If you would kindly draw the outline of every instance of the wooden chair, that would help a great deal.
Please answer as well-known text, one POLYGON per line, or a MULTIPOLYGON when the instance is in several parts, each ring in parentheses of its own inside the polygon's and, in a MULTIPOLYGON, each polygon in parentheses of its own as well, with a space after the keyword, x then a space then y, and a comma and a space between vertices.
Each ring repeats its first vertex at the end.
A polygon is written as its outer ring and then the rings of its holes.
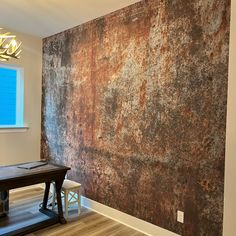
MULTIPOLYGON (((52 190, 52 210, 55 208, 55 185, 52 190)), ((65 218, 68 218, 68 210, 71 205, 78 204, 78 215, 80 214, 80 187, 81 184, 65 179, 61 188, 62 198, 64 198, 65 218)))

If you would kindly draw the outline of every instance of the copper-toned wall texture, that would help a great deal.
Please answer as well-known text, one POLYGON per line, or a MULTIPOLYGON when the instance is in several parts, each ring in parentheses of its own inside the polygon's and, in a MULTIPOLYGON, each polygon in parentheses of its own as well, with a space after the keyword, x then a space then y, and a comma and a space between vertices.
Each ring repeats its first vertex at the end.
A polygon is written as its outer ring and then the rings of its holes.
POLYGON ((44 39, 42 157, 70 166, 88 198, 221 235, 229 12, 142 1, 44 39))

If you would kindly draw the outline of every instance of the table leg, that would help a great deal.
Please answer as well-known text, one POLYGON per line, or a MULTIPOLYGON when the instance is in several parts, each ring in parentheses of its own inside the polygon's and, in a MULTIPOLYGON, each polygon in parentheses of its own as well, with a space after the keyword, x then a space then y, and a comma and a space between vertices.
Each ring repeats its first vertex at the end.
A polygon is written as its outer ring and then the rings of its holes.
POLYGON ((44 210, 47 209, 50 182, 46 182, 45 184, 46 184, 46 188, 45 188, 45 191, 44 191, 43 205, 42 205, 42 209, 44 209, 44 210))
POLYGON ((59 216, 59 222, 61 224, 65 224, 66 220, 63 216, 63 210, 62 210, 62 203, 61 203, 61 187, 63 184, 63 180, 57 180, 55 182, 56 185, 56 193, 57 193, 57 206, 58 206, 58 216, 59 216))

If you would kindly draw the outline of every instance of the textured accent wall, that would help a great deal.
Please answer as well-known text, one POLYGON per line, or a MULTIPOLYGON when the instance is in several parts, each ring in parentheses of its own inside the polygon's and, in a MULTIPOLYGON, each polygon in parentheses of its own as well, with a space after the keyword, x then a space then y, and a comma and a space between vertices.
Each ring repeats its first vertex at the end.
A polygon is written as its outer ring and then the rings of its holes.
POLYGON ((222 235, 229 10, 142 1, 44 39, 42 157, 88 198, 222 235))

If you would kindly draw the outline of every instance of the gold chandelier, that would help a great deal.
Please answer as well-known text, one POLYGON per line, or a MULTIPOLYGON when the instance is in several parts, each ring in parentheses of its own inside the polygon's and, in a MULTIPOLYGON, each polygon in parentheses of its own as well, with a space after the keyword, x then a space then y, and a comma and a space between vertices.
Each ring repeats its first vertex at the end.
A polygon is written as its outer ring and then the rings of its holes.
POLYGON ((20 46, 21 42, 17 43, 15 35, 12 35, 10 32, 0 32, 0 61, 8 61, 10 58, 20 58, 20 46))

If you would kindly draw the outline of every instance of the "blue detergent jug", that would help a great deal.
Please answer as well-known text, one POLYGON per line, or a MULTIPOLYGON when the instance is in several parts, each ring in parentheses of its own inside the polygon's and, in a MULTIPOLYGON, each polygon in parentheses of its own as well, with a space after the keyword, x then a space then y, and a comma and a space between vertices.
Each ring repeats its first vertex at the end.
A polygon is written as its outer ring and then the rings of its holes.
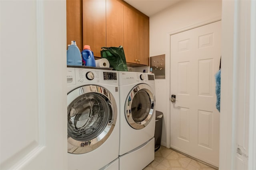
POLYGON ((85 45, 84 47, 84 50, 81 53, 83 60, 85 63, 86 66, 96 66, 95 59, 93 55, 93 52, 91 51, 90 45, 85 45))
POLYGON ((82 66, 82 57, 80 50, 76 46, 75 41, 71 41, 67 50, 67 65, 69 66, 82 66))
::::::::::
Goal of the exercise: Reproduce every entry above word for word, including its outline lines, and leave out the pictures.

Answer in full:
If you would kindly draw the outline of every instance of the wooden chair, that would help a great deal.
Please answer as well-known text, one POLYGON per line, or a MULTIPOLYGON when the instance is in several parts, each ring in parentheses of its own inside the polygon's and, in a MULTIPOLYGON, each polygon in parentheses of its own as well, with a space after the keyword, x then a space then y, and a comma and a space between vertices.
Each ring repeats its first vertex at the end.
A polygon is written as its outer ring and then the rings of its holes.
MULTIPOLYGON (((52 190, 52 210, 55 208, 55 185, 52 190)), ((65 218, 68 218, 68 210, 71 205, 78 204, 78 215, 80 214, 80 187, 81 184, 65 179, 61 188, 62 198, 64 198, 65 218)))

If you would kindly draw the outline of every instance of the copper-toned wall texture, that would help a great deal.
Please answer as well-known text, one POLYGON per line, or a MULTIPOLYGON when the instance is in several parts, each ring in parentheses of its own inside the polygon's and, in a MULTIPOLYGON, each polygon in parentheses of its own as well, with a space after the keyword, x then a space then y, and a comma and a space between vertices.
Each ring repeats its first vertex at the end.
A polygon is written as its outer ring and then the rings of its holes.
POLYGON ((44 39, 42 157, 70 166, 88 198, 221 235, 229 12, 142 1, 44 39))

If you would kindly draw the outline of every instance of the table leg, that would help a great deal.
Please answer as well-known text, one POLYGON per line, or a MULTIPOLYGON when the instance is in several parts, each ring in parentheses of its own inside the polygon's and, in a MULTIPOLYGON, each polygon in parentheses of its own as well, with a space after the keyword, x then a space then y, and a comma and a space between vertices.
Each ring repeats its first vertex at the end.
A polygon is written as its outer ring and then the rings of its holes.
POLYGON ((44 210, 47 209, 50 182, 46 182, 45 184, 46 184, 46 188, 45 188, 45 191, 44 191, 43 205, 42 205, 42 209, 44 209, 44 210))
POLYGON ((59 216, 59 222, 61 224, 65 224, 66 220, 63 216, 63 210, 62 210, 62 203, 61 203, 61 187, 63 184, 63 180, 57 180, 55 182, 56 185, 56 193, 57 193, 57 206, 58 206, 58 216, 59 216))

If you would kindly draw the outline of every instance of the textured accent wall, that would help a great deal.
Please answer as well-known text, one POLYGON per line, or a MULTIPOLYGON when the instance is in several parts, each ring in parentheses of its own inside the polygon's and, in a MULTIPOLYGON, each polygon in parentheses of its own as well, with a space after the keyword, x then a space then y, and a comma and a space between vertices.
Each ring repeats its first vertex at the end.
A polygon is written as its outer ring and then the rings of its holes.
POLYGON ((222 235, 229 10, 142 1, 44 39, 42 157, 88 198, 222 235))

If you would kindly draw the outline of every instance of the gold chandelier, that would help a great deal.
Please answer as well-known text, one POLYGON per line, or a MULTIPOLYGON when the instance is in several parts, each ring in parentheses of its own inside the polygon's and, in a MULTIPOLYGON, each polygon in parentheses of its own as well, with a space after the keyword, x then a space then y, and a comma and a space between vertices.
Each ring repeats its first vertex at the end.
A polygon is written as its outer ring and then the rings of its holes.
POLYGON ((20 46, 21 42, 17 43, 15 35, 12 35, 10 32, 0 32, 0 61, 8 61, 10 58, 20 58, 20 46))

If you would kindly draw the outline of every instance of the "blue detergent jug", that would help a great deal.
Please answer as well-known text, one POLYGON per line, or a MULTIPOLYGON when the instance is in several parts, each ring in parentheses of its own inside the polygon's and, in a MULTIPOLYGON, each polygon in parentheses of its own as well, with a space after the keyword, x then a space then y, and a comma and a space between vertices.
Each ring repeats its first vertex at the end.
A polygon is written as its outer ring and then the rings of its holes.
POLYGON ((85 45, 84 47, 84 50, 81 53, 83 60, 85 63, 86 66, 96 66, 95 59, 93 55, 93 52, 91 51, 90 45, 85 45))
POLYGON ((82 66, 82 57, 80 50, 76 46, 75 41, 71 41, 67 50, 67 65, 69 66, 82 66))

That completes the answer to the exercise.